Collected data
——————
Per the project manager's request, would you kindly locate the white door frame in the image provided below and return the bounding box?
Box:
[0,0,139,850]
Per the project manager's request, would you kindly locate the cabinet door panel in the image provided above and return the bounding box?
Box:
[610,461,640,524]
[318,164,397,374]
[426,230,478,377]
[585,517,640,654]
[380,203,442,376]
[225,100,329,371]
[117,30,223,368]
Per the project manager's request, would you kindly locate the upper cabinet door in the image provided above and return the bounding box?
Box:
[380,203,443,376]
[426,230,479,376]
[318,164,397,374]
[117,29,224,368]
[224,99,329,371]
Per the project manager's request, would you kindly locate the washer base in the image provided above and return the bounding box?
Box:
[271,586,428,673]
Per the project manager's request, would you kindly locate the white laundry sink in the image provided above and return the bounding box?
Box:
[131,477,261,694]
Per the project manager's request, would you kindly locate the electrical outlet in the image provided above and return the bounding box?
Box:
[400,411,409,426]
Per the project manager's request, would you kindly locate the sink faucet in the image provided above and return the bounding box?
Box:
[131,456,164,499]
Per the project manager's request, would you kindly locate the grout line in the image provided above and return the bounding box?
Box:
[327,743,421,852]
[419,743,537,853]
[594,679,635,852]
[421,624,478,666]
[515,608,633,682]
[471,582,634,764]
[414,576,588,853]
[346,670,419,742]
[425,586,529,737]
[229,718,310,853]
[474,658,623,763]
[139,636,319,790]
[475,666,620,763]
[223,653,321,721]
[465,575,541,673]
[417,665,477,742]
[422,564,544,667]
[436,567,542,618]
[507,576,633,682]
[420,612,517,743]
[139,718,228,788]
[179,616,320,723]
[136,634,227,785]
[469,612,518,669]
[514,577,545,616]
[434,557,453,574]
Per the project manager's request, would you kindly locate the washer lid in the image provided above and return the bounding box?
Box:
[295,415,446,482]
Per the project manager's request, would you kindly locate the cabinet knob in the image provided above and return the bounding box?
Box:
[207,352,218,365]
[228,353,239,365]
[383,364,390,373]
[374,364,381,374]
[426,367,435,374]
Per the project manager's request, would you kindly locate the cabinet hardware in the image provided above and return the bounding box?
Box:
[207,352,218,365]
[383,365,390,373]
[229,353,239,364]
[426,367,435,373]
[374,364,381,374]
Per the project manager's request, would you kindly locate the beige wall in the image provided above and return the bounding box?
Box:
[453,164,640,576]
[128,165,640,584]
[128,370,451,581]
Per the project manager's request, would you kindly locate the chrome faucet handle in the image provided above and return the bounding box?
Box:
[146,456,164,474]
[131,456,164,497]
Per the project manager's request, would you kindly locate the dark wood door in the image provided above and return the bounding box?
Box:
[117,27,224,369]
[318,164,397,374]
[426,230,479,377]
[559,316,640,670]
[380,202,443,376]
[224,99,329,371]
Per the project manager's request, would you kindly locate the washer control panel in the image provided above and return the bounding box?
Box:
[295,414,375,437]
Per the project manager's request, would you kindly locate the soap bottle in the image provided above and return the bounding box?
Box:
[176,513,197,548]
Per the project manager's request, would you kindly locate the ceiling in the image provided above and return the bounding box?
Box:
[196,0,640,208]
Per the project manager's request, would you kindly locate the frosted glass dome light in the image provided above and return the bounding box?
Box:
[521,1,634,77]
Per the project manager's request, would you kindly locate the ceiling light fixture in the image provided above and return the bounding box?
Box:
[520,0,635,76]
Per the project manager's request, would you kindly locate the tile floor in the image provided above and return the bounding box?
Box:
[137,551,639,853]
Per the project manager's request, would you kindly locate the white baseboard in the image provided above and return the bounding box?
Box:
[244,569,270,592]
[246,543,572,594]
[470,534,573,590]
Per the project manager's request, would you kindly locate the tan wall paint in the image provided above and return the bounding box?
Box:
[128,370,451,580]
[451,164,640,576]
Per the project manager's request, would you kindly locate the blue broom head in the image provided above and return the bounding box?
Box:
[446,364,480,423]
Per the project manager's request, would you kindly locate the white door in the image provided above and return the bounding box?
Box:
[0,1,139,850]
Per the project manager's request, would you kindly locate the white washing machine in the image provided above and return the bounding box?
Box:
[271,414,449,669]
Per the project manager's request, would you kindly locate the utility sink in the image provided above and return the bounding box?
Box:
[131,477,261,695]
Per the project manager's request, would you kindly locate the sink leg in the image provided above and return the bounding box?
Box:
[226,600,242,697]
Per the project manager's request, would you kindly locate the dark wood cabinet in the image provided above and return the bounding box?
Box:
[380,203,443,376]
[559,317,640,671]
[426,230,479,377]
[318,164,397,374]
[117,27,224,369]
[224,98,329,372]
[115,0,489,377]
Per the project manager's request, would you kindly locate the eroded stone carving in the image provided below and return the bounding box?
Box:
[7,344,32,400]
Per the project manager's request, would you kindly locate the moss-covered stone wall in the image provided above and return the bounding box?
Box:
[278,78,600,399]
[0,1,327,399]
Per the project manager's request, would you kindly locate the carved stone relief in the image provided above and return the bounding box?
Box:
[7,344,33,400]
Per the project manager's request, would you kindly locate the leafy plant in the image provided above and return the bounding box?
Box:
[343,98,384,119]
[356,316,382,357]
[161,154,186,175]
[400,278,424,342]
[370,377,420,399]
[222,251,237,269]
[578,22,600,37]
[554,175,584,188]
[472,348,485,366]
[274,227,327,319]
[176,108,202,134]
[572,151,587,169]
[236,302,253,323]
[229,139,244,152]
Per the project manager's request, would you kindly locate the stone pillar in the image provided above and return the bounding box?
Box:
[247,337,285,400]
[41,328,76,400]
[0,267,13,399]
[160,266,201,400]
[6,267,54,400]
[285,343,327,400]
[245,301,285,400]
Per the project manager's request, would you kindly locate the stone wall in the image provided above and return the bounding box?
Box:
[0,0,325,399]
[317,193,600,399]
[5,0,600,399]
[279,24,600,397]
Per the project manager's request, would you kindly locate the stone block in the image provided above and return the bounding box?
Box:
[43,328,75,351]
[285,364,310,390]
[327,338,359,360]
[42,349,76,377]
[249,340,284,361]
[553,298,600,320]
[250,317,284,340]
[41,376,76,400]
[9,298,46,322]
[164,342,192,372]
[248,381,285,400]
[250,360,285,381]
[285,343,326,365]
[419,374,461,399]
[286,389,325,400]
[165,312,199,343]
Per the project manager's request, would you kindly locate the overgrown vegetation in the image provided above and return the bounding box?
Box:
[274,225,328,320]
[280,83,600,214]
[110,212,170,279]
——————
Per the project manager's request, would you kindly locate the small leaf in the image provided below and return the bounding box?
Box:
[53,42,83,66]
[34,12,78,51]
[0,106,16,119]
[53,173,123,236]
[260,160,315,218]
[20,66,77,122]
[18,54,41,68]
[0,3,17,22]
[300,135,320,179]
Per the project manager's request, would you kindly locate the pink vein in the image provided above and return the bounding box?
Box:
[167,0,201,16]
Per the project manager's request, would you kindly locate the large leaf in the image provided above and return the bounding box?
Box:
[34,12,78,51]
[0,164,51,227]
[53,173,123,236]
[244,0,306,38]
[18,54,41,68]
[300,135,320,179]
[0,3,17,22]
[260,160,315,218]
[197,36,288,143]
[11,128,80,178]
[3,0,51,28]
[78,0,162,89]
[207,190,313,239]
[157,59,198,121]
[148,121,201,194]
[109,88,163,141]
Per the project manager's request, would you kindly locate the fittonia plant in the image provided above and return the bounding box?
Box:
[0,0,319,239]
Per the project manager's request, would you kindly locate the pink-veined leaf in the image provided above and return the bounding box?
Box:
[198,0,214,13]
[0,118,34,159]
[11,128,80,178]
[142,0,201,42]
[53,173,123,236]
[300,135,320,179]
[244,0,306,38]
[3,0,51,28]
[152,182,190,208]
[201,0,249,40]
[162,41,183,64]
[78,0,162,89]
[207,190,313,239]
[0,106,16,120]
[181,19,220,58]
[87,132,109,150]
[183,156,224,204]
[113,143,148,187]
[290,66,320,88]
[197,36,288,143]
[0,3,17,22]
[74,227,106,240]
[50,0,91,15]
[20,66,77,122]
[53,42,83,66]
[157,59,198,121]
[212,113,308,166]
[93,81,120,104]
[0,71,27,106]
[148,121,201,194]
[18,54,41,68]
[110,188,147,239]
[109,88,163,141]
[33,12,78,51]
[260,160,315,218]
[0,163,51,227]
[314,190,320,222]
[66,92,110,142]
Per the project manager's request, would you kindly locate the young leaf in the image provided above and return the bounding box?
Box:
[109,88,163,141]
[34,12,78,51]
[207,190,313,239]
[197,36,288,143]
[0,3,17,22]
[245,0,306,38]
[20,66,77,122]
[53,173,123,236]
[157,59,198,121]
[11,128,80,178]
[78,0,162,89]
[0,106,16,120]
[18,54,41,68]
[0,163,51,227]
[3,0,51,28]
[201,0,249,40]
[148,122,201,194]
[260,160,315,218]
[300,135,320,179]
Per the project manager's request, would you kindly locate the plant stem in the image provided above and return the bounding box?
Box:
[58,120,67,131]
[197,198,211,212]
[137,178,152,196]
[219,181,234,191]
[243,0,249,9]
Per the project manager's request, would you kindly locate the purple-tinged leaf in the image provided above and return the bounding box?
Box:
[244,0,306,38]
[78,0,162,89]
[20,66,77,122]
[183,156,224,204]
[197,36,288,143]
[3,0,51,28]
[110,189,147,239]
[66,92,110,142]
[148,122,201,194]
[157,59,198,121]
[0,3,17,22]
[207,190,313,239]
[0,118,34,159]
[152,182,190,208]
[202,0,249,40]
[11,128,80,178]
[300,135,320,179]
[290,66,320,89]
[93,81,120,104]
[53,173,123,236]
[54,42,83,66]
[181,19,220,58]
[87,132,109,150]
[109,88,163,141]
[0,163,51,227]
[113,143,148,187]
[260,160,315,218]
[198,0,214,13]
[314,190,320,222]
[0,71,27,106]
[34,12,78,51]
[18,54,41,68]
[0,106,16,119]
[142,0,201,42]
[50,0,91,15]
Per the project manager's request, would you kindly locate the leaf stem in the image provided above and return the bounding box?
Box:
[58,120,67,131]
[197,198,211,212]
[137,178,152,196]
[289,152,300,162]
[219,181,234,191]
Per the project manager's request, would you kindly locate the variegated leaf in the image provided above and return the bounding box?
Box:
——————
Find the line with "white door frame" in the entries above. Retype it and each line after it, exactly, through the line with "the cabinet door", and stop there.

Answer to this problem:
Per the project manager's request, would you kindly locate the white door frame in the image provided below and return the bounding box?
Box:
[0,0,139,850]
Per the project manager's request, would you kindly locate the cabinet door panel in the image provided above and return the bounding box?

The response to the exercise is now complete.